(Location identification entries)

________________________

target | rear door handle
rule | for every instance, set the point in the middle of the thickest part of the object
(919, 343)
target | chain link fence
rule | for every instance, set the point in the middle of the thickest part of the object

________________________

What the task requires:
Can you echo the data above back verbatim, line for line?

Finished task:
target | rear door handle
rule | for every instance, set the point in the middle of the thickest part of the object
(919, 343)
target | chain link fence
rule | for every instance, set the point in the middle of the thickest part of the object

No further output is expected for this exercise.